Count the lines in the records below that contain the string "kneeling". Reply with the number only.

>> START Given data

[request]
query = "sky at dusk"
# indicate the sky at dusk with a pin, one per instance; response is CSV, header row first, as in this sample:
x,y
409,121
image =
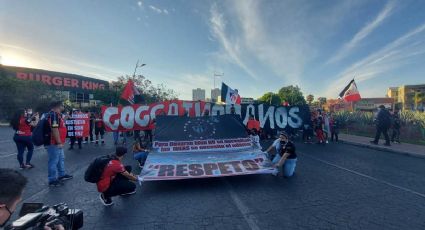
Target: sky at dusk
x,y
260,46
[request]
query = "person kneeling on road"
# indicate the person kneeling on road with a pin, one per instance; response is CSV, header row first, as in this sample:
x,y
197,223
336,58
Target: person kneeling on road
x,y
116,179
286,160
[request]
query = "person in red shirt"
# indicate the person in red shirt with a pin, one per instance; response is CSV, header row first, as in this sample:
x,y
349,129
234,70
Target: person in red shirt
x,y
22,122
99,128
56,156
116,178
253,124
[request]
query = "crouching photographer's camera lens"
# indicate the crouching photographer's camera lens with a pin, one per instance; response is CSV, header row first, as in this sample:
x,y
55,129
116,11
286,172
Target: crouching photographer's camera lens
x,y
37,216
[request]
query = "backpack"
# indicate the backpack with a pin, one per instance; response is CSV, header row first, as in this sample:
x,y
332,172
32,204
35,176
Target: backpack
x,y
95,170
41,132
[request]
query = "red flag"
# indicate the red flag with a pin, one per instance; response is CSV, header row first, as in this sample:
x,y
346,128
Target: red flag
x,y
129,92
350,92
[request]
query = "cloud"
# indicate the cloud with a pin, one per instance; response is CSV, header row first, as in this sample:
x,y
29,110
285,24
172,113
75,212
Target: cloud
x,y
363,33
231,48
392,56
61,64
158,10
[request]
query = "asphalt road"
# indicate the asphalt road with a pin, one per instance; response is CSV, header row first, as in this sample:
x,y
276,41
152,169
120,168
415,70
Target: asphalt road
x,y
336,186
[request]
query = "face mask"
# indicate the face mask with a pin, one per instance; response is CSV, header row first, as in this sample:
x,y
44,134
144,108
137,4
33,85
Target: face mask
x,y
7,220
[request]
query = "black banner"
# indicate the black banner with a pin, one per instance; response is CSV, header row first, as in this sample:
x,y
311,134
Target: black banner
x,y
199,128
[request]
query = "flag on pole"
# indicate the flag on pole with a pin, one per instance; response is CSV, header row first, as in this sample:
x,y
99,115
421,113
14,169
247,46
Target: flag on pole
x,y
350,92
129,92
229,95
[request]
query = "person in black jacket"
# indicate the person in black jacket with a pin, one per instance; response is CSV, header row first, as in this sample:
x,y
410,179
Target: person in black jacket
x,y
395,138
383,123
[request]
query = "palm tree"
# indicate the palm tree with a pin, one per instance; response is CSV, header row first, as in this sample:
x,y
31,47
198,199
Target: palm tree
x,y
419,99
310,99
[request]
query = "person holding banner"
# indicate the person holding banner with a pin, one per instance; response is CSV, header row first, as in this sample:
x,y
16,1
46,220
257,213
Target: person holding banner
x,y
99,129
286,160
276,145
116,178
140,153
22,122
72,133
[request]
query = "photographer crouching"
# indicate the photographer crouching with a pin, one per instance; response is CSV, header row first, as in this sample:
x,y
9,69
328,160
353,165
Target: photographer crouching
x,y
33,215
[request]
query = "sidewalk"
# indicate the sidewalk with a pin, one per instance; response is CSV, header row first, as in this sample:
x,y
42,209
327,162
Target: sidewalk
x,y
403,148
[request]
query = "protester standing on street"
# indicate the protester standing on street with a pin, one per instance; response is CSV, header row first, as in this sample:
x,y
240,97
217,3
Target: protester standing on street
x,y
396,124
91,127
22,122
140,153
286,160
73,138
56,162
334,125
383,123
99,129
318,122
116,179
276,146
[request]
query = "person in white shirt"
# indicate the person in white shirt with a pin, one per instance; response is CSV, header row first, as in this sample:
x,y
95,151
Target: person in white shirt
x,y
255,139
276,146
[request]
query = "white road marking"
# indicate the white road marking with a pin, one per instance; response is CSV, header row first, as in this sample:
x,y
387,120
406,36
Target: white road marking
x,y
5,141
367,176
250,220
15,153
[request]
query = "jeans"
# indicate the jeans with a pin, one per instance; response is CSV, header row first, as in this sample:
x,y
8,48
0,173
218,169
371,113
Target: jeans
x,y
56,163
396,135
120,185
141,156
23,142
78,139
288,167
116,136
334,134
148,135
384,131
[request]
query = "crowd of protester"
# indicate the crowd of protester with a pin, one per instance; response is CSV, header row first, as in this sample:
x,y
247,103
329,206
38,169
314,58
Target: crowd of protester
x,y
117,179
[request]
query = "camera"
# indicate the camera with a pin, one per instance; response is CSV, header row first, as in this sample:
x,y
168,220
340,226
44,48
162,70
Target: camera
x,y
36,216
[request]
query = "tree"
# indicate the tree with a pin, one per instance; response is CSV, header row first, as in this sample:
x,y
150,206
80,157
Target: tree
x,y
292,95
322,100
310,99
149,92
419,99
270,98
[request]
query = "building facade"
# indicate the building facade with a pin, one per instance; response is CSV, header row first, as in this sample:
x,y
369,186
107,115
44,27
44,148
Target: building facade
x,y
405,95
75,88
247,100
198,94
215,93
371,104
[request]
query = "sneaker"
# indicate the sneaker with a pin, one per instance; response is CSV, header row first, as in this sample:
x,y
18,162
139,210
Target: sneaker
x,y
55,183
65,177
22,166
106,201
129,193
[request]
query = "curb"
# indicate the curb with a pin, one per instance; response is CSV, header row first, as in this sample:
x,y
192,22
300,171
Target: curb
x,y
383,149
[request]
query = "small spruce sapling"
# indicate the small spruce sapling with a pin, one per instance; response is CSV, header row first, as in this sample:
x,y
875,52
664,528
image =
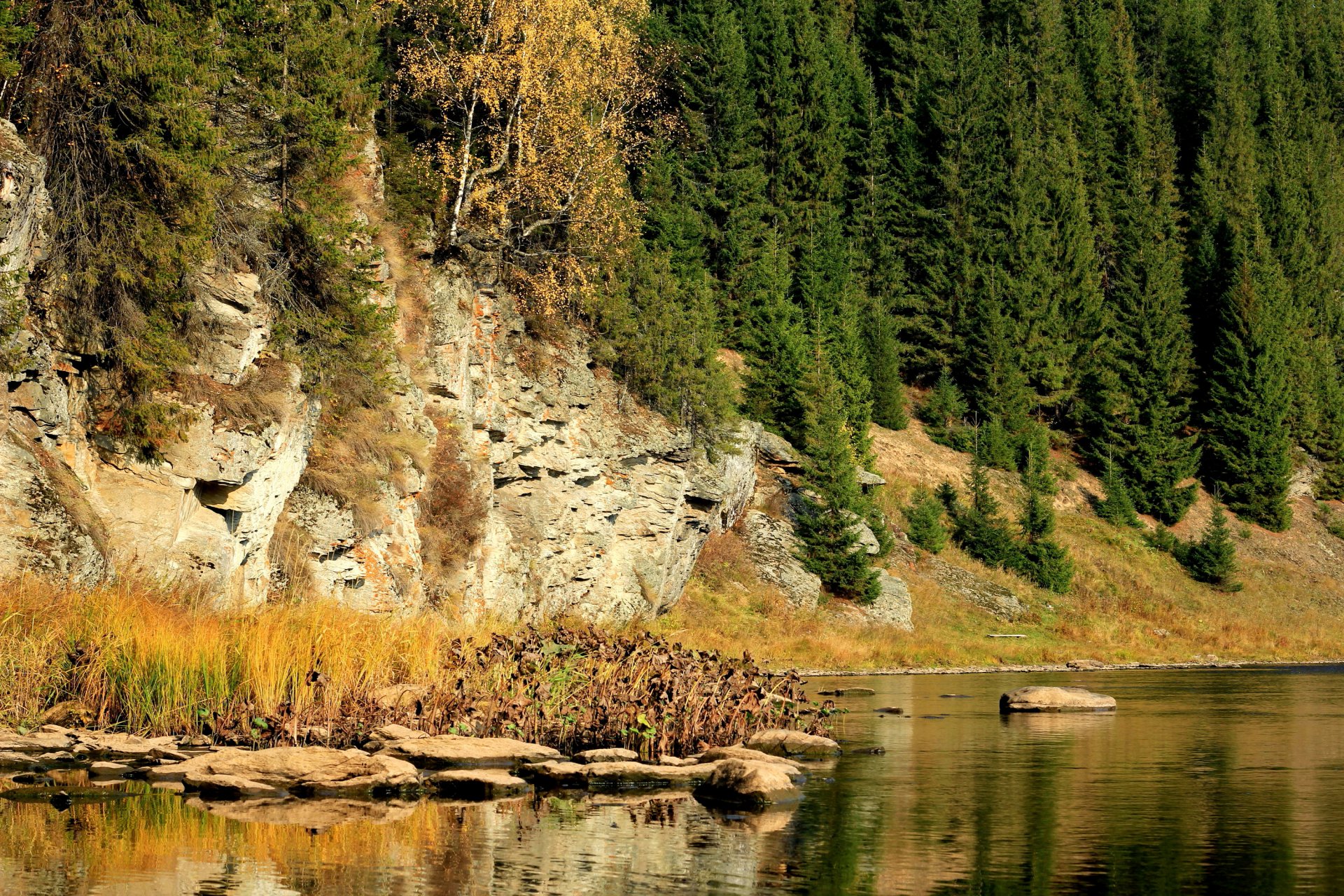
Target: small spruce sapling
x,y
1116,505
924,520
1212,559
1041,558
942,413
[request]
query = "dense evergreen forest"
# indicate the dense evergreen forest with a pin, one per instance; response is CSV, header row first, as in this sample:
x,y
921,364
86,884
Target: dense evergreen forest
x,y
1109,226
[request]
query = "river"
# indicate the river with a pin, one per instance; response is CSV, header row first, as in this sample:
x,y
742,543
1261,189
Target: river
x,y
1226,780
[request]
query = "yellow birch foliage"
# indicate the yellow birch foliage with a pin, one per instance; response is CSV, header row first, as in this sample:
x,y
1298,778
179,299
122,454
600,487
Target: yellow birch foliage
x,y
537,99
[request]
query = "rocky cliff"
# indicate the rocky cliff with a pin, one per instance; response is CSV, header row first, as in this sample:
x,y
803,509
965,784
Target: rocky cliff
x,y
585,503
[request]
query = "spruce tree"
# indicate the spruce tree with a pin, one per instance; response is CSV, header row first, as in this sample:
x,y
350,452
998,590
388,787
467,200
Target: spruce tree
x,y
944,412
979,528
924,522
774,343
1041,558
1114,505
827,524
1243,309
1138,381
1212,559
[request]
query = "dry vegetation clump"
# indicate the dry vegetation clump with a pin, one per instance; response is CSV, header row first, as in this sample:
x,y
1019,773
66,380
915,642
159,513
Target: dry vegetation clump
x,y
147,664
261,397
454,511
353,458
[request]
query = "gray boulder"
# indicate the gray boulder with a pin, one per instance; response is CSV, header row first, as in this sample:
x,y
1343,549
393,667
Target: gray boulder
x,y
892,606
1047,699
741,782
774,554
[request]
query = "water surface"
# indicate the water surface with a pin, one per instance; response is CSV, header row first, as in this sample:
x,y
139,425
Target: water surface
x,y
1205,782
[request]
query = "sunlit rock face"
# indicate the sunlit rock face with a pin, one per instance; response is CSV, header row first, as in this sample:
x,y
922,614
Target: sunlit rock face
x,y
596,505
592,505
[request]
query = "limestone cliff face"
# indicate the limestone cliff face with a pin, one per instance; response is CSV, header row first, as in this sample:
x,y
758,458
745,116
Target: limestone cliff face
x,y
589,503
596,505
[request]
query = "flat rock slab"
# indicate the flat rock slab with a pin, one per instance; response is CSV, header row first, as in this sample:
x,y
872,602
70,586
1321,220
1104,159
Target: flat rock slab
x,y
311,814
1046,699
720,754
609,754
299,770
783,742
477,783
616,776
454,751
11,761
748,783
673,761
124,746
41,742
109,769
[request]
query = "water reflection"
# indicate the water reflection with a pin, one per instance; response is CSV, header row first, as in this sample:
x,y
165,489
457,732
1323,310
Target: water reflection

>> END Given data

▸ Result
3